[Records contained in a dataset]
* * * * * * *
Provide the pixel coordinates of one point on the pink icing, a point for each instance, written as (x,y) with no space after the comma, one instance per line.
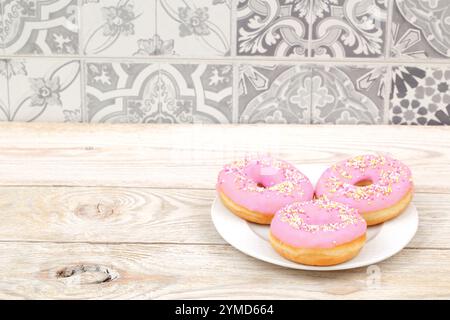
(264,184)
(320,223)
(391,182)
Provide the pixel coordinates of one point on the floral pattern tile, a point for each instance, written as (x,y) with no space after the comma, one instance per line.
(274,94)
(348,94)
(159,93)
(348,28)
(420,96)
(194,27)
(41,27)
(273,27)
(421,29)
(43,90)
(120,28)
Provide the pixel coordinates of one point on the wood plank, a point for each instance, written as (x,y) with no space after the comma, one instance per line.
(181,156)
(38,270)
(105,214)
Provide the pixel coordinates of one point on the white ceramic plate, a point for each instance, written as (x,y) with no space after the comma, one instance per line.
(383,241)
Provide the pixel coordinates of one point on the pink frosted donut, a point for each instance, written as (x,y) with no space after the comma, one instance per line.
(255,188)
(318,232)
(378,186)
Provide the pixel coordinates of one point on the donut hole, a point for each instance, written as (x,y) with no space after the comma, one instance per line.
(364,182)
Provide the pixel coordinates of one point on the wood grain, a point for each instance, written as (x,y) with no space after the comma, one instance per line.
(190,156)
(144,215)
(134,271)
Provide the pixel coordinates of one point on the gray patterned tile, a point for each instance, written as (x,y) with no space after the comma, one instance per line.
(274,94)
(42,27)
(420,96)
(194,27)
(44,90)
(348,28)
(421,29)
(4,100)
(193,93)
(272,28)
(348,94)
(153,93)
(121,28)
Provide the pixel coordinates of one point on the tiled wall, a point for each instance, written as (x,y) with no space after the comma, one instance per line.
(226,61)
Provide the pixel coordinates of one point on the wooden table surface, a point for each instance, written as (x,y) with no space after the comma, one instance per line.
(123,211)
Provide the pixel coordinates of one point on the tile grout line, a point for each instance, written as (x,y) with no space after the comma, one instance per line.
(235,93)
(387,94)
(310,34)
(235,65)
(240,59)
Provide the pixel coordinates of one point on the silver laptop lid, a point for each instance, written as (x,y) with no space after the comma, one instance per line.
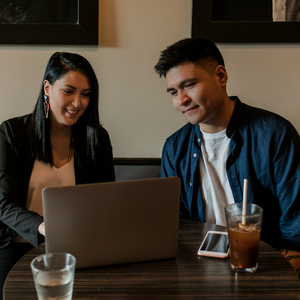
(114,222)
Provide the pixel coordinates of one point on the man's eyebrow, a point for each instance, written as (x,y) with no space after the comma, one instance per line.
(182,83)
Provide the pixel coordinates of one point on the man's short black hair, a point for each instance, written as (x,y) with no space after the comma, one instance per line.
(199,51)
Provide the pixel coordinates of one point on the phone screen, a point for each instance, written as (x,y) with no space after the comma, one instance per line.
(215,242)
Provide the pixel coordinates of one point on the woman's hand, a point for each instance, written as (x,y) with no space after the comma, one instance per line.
(41,229)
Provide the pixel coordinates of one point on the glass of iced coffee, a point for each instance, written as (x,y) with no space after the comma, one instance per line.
(244,235)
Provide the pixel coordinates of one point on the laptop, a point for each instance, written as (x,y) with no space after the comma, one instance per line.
(114,222)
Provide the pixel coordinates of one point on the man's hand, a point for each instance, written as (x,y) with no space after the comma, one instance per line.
(41,229)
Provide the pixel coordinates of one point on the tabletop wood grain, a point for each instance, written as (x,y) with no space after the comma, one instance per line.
(186,277)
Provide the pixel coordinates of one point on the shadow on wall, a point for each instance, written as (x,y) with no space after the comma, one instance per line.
(107,23)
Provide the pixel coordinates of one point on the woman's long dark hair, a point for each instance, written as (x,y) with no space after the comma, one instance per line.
(85,132)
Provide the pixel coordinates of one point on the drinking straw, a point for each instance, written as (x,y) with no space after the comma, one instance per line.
(245,201)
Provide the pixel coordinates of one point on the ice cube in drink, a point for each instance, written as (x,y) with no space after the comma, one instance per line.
(244,244)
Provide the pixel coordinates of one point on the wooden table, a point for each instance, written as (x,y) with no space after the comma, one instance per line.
(186,277)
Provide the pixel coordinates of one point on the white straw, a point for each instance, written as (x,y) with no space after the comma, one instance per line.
(245,201)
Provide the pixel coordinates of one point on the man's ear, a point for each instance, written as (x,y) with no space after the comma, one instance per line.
(221,73)
(46,87)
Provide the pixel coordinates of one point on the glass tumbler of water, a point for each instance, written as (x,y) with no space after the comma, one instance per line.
(53,275)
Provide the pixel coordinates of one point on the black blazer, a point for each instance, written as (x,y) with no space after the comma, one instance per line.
(16,164)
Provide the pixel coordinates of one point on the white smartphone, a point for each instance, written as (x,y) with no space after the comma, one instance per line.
(215,244)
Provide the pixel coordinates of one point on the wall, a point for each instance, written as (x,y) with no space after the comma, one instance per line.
(134,105)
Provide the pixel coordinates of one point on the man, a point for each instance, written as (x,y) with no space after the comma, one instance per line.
(225,142)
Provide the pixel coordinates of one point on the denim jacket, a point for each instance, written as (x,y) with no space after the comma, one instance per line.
(265,149)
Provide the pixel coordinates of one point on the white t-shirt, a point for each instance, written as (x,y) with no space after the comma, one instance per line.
(216,190)
(43,175)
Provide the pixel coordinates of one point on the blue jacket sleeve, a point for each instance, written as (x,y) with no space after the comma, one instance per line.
(287,179)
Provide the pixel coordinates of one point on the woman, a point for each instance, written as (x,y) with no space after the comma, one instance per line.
(60,143)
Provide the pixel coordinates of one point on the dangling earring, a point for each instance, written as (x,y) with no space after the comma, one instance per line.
(46,106)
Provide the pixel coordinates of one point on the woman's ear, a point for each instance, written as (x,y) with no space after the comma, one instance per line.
(46,87)
(221,73)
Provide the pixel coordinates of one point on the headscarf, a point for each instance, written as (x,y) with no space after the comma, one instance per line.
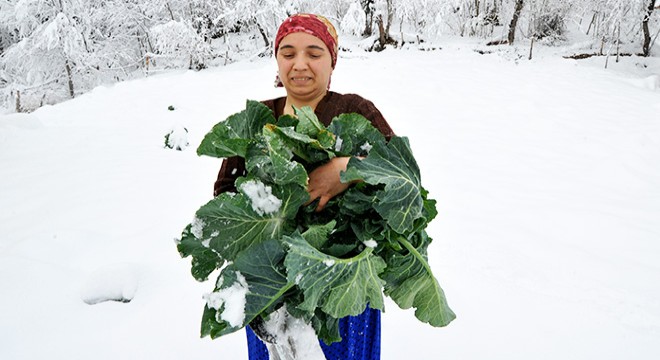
* * * * * * *
PROBLEM DESCRIPTION
Please copy the data shown above word for word, omitting the pictures.

RESULT FOR THIS EXERCISE
Provide the pixel coordinates of one point on the pink icing, a point for each instance, written as (x,y) with no space after the comma, one instance per line.
(264,184)
(320,223)
(391,182)
Provide the pixel coordinates of one point on the floral pattern tile, a point for each instance, written as (x,y) with no space after the comma, one instance per line.
(274,94)
(348,94)
(159,93)
(348,28)
(420,96)
(194,27)
(41,27)
(273,27)
(421,29)
(43,90)
(120,28)
Provide the pixel coordinates of one point on the wood plank, a point for each instance, written as (x,y) with no space after the comma, one instance per line.
(181,156)
(38,270)
(105,214)
Provide the pixel coordinates of one point on the white ceramic plate, a point for each instance, written as (x,y) with no space after the comma, one instance per line.
(383,241)
Provide the pixel coordinates of one point on the pink frosted donut, a point for each instance, written as (x,y) with no space after the comma, one instance per line.
(255,188)
(318,232)
(378,186)
Provide the pixel coordinates of one point on the donut hole, a point for each instance, written as (x,y) with no space after the comma, one instance per line.
(364,182)
Provide the pixel coordinates of one point on the wood grain, a point for each instance, written as (x,y) with no space after the comma, one instance per line.
(190,156)
(144,215)
(134,271)
Provide the pixel coordinates of one point on the gray patterned tile, a point for each instance, written as (x,y) with no space after the comma, one instance per line.
(274,94)
(42,27)
(420,96)
(194,27)
(44,90)
(348,28)
(421,29)
(4,100)
(193,93)
(272,28)
(348,94)
(153,93)
(121,28)
Provide the pixel coordinates of one point on the tiled wall, a point for each instance, written as (x,y) with no space after the comma, one instance per line.
(226,61)
Provide the pixel coordinates of one point on the wooden table surface, a point for each instance, written as (x,y) with no space after the comma, one instance per line.
(123,211)
Provide the pixel coordinates of one point on the tile grout line, a point for each instance, written as (x,y) with no space after the comma, one instance per line.
(235,93)
(387,94)
(310,34)
(235,65)
(240,59)
Provide the pixel coordinates of one point on the silver laptop lid, a point for each instance, written as (x,y) with no space after the comma, one instance per line.
(114,222)
Provide the pixel coordinates of one point on the man's eyebrow, a point for each instance, written as (x,y) with no space after the comma, one instance per line.
(182,83)
Provide the pixel coordinates of one point on the man's short black hair, a point for each instance, written as (x,y) with no space after the comma, one instance per line.
(199,51)
Provide the pixel coordinates of one point on the phone screen, a point for each instance, written as (x,y) with no space after the comma, one instance per line.
(215,242)
Provide the pixel coordinates of one point on the woman's hand, a point for each instance, written as (x,y) with no space after the comma, one instance per line.
(41,229)
Provide the pixel coordinates of one point on the glass of iced coffee, a point for each instance, written as (x,y) with no space after the comma, one instance per line.
(244,235)
Provide the pixel coordinates of one point on the laptop, a point for each instance, written as (x,y) with no space after the comma, one instance per line.
(114,222)
Provide the pixel coordinates of one point on the man's hand, a point for each instance, written as (x,y) with no space after the comma, one instance per line.
(41,229)
Provide the pixel coordinates of one point on the tabletop wood grain, a point for each instance, written as (x,y) with no space after the comma, one instance per line.
(186,277)
Provide the pixel coordinates of one point on the shadow on wall, a point for each instance, written as (x,y) with no space after the comma, one instance per line.
(107,23)
Provide the pixel coordinates of one point on the woman's long dark hair, a point for each instance, written as (x,y) with no space after the comma, one instance per line.
(85,132)
Provide the pixel coordinates of one point on the drinking straw, a point for each instance, written as (x,y) with no space after the comma, one instance per line.
(245,201)
Provide the pixel coordinates of one point on the ice cube in drink, a point for each instance, written as (x,y) with no space after the comma, one instance per line.
(244,244)
Provide the pixel coordinates of one point on the wooden table, a point for each instance, written as (x,y) with no space after the comma, one instance per line.
(186,277)
Provide the pixel coordinates of one point on the white straw, a point for each instance, written as (x,y) with no space after the comma, one instance per line.
(245,201)
Provide the pixel coordinates of one point on the man's ear, a point for each instance, written as (x,y) with no space after the comma, one instance per line.
(221,73)
(46,87)
Provide the pixel coordinates of one point on the glass tumbler of water, a point for each instance, written as (x,y) with no space after the comma, one instance per line.
(53,275)
Provide the pixel coordinates of one point on the black blazer, a point for each instance, written as (x,y) with no space after the comma, one instance per line.
(16,164)
Provide the pixel coordinates of one point on the white smartphone, a point for each instance, written as (x,y) with no space after the comma, one instance per line.
(215,244)
Provide the pixel coordinates of one point on the wall, a point for each instance, written as (x,y) with no space after the comma, one instance per line.
(134,105)
Provide the pixel coordinates of one point on the man, a point for each instance, written as (x,y) with no space after the comma, one instance per line.
(225,142)
Provide the pixel coordinates of one point on the denim jacket, a point for each instance, written as (x,y) with no space after the comma, one instance per line.
(265,149)
Provide the pixel coordinates of one point on the white t-shirt, a point for each instance, written as (x,y) with no space after the comma, one instance per line.
(216,190)
(43,175)
Provide the pixel coordinates of one point on the blue jacket sleeve, a point for each instance, written as (x,y) with no space after the comma, one instance per line.
(287,179)
Provide the pixel coordinates of one point on the woman, a point for each instance, written as (x,y) with no space after the comma, one instance per line.
(60,143)
Provide the pixel coordinates of one point on the dangling earring, a point for each instance, written as (x,y) with no space after the comma, one instance per line.
(46,106)
Provide the pixel coordinates of one point on the woman's ear, a point for each instance, written as (x,y) with no space after the comma, one instance per line.
(46,87)
(221,73)
Provide the pixel coordinates of one point on the headscarf, a point for each instance, written as (x,y) with no space after the comma, one instance per line.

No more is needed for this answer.